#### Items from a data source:
»»
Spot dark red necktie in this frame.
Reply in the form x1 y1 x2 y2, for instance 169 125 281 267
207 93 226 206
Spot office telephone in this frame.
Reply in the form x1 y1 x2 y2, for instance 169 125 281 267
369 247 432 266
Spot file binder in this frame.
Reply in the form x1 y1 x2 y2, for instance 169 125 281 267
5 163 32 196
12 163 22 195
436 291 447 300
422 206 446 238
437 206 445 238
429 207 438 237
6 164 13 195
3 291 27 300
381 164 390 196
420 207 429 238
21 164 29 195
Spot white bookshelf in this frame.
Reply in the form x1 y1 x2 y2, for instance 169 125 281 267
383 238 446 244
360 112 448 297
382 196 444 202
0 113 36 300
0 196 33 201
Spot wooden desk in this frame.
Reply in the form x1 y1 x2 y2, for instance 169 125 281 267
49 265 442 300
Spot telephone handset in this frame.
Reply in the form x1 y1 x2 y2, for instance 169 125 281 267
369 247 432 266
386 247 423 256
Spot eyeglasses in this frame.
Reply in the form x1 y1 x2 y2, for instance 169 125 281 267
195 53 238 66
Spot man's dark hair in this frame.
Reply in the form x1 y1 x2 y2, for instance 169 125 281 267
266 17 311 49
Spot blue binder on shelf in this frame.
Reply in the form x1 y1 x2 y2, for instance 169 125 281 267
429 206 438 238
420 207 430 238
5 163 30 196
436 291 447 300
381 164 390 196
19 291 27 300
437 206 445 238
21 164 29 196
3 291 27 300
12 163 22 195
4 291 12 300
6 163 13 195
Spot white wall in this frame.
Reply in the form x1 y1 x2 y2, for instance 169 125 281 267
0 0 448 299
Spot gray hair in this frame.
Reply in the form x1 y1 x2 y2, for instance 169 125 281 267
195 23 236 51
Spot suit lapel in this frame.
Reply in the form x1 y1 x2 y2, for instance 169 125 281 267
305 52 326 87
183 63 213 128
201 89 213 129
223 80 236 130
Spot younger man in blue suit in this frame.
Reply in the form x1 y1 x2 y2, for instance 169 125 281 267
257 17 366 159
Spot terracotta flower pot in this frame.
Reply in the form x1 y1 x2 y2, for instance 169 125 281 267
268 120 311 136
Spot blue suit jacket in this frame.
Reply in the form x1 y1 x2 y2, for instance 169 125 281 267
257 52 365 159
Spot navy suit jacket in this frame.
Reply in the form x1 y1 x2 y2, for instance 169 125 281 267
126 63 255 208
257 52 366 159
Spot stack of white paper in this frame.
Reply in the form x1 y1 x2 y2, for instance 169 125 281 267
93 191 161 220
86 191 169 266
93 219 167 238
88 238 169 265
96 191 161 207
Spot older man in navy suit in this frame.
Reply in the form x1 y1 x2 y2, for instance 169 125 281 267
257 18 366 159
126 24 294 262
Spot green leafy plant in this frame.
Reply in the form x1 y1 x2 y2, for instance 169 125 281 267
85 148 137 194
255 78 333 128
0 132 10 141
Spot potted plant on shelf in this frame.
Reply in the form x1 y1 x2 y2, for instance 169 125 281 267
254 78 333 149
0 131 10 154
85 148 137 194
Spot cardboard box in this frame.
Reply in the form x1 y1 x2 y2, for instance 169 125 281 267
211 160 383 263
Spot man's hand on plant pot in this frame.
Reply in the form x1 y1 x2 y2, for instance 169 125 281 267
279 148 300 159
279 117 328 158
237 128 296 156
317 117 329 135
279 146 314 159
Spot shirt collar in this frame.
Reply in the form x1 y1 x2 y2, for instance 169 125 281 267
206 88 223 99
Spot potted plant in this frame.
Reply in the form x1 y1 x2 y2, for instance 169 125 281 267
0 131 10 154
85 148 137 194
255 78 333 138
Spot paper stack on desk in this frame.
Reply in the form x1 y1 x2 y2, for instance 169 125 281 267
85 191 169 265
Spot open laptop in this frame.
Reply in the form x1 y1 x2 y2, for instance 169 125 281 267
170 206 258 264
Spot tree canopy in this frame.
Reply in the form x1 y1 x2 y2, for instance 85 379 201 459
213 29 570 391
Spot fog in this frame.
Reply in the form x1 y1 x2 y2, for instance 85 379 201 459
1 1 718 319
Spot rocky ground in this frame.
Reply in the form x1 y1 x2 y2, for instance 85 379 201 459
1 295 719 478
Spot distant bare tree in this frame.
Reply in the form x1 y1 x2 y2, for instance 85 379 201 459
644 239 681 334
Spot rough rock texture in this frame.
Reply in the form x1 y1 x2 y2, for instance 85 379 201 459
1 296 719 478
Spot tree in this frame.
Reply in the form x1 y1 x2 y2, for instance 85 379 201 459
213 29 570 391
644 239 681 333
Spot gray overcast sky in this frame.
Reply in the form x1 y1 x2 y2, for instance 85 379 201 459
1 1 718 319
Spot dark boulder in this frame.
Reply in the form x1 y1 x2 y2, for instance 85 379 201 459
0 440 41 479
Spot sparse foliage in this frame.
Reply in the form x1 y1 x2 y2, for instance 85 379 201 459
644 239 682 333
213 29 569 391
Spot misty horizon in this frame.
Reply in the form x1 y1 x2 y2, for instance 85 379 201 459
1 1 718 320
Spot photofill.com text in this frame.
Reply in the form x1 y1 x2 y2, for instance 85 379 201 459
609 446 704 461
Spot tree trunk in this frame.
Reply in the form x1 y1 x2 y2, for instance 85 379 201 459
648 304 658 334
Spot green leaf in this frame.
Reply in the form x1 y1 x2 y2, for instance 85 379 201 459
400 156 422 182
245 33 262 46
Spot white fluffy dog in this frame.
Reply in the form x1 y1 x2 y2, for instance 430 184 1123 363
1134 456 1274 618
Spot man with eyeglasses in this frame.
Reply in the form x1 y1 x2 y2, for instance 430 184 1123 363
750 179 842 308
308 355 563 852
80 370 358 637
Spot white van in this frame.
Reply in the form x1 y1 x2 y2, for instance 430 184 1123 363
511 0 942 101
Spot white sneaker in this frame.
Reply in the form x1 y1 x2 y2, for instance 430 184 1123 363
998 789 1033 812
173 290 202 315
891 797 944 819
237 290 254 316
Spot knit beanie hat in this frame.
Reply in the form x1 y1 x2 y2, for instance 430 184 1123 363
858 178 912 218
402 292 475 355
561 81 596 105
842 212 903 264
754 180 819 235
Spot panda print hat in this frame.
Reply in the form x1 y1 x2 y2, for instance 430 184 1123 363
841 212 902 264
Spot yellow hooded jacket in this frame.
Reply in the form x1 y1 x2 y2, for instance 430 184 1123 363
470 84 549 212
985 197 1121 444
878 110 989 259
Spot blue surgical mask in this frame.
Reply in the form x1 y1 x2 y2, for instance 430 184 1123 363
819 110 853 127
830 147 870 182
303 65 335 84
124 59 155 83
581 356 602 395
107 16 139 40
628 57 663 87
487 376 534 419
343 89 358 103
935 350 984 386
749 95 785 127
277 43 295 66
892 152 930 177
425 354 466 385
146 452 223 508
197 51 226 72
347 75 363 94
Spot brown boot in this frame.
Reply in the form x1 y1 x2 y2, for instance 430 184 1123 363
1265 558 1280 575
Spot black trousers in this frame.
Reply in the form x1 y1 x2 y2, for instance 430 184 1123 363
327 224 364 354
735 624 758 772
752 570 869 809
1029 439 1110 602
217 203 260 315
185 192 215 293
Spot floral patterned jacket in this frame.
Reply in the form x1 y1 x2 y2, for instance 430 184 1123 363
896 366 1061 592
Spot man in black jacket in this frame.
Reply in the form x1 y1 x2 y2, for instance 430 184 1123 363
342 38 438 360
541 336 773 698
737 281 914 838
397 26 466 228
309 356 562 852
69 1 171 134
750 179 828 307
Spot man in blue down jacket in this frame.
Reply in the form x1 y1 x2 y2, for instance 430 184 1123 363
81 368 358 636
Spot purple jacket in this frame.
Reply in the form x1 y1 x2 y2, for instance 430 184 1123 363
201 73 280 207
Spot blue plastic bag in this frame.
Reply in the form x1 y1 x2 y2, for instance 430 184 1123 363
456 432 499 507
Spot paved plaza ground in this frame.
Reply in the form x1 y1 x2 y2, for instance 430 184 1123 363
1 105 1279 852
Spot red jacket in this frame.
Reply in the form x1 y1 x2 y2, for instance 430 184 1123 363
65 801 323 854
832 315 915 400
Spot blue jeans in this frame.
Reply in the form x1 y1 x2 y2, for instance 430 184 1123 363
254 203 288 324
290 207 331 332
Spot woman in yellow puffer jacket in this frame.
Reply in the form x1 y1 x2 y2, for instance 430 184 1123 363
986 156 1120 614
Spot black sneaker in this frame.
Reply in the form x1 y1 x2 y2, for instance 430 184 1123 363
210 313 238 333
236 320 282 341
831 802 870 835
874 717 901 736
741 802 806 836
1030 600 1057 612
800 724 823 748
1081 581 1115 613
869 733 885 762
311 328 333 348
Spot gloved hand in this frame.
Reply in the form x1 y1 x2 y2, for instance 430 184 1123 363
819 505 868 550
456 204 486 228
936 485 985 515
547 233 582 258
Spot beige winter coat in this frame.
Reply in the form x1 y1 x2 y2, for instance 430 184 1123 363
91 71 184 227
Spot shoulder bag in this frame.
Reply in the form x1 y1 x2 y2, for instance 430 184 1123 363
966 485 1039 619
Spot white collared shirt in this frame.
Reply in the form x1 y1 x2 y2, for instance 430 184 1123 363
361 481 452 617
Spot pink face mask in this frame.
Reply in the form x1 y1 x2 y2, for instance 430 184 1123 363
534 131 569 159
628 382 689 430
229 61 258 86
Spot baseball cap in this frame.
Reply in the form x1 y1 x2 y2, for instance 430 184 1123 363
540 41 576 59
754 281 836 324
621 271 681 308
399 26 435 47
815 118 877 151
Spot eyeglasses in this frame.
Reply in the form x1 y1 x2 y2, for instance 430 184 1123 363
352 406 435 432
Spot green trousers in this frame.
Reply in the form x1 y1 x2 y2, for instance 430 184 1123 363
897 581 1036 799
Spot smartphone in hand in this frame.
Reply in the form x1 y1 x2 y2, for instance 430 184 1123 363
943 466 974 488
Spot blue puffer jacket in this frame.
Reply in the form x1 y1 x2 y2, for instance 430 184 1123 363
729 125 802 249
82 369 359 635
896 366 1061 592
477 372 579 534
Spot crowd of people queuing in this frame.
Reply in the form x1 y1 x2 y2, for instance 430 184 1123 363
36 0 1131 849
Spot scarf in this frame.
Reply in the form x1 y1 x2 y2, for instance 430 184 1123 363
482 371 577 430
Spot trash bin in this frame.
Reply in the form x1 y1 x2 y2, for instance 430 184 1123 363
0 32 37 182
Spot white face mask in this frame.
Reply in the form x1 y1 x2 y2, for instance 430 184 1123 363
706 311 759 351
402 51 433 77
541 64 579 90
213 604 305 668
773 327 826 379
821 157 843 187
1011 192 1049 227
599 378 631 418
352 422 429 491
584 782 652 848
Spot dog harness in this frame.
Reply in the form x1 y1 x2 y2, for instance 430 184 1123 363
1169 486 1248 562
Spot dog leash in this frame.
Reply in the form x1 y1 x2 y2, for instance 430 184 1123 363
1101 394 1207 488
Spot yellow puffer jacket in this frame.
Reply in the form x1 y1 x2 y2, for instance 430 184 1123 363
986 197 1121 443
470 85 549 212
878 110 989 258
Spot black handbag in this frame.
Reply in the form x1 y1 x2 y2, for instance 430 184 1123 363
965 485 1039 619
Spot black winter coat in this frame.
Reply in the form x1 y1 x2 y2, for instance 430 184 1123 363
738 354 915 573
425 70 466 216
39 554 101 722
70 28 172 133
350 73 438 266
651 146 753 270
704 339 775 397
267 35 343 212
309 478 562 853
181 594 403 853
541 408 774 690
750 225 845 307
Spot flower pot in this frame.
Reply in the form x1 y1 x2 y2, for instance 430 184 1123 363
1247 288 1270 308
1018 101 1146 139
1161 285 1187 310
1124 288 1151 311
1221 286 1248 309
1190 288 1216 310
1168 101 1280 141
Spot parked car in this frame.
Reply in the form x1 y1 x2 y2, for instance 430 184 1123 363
««
#### PROMPT:
Repeat, without changes, every line from the one that contains "Spot parked car in this frame." through the final line of the data.

#### RESULT BELOW:
Spot parked car in this frame.
Reply in the form x1 y1 x2 y2, for instance 430 184 1123 363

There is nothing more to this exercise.